> _EXERCISE_:
Whenever a line in the data holds the string "query", copy that line.

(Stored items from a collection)
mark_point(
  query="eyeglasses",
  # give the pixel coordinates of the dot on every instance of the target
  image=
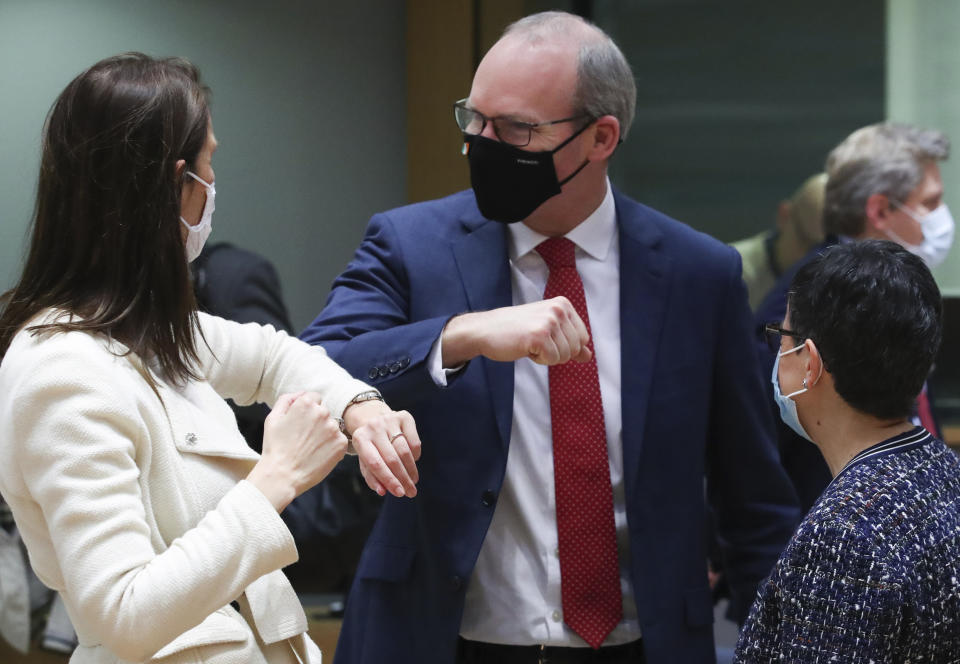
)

...

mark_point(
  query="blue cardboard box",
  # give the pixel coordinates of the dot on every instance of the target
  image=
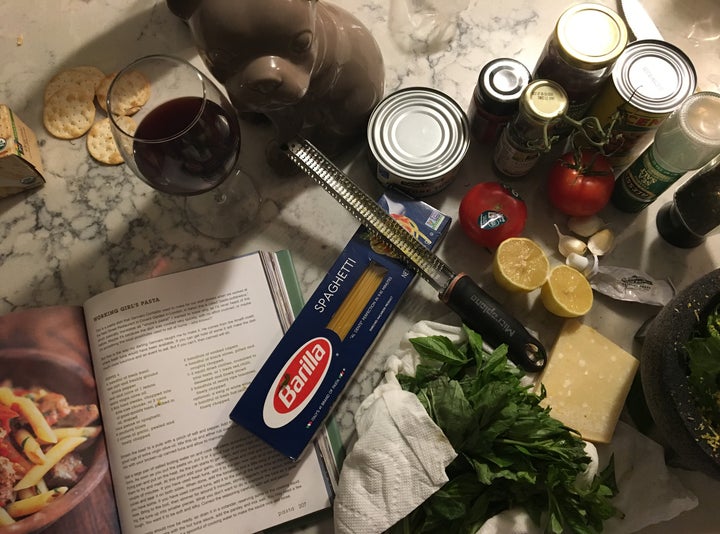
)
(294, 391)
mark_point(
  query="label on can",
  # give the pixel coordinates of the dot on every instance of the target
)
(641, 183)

---

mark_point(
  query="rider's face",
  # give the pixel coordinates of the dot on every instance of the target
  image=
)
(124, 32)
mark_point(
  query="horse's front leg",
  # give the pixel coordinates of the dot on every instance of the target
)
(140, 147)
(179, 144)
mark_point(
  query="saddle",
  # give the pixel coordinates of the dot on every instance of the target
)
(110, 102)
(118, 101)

> _SOLUTION FOR THIS EXERCISE_:
  query="eyeglasses",
  query="blue cardboard box",
  query="label on can",
  query="rider's face",
  query="horse's front leg",
  query="saddle",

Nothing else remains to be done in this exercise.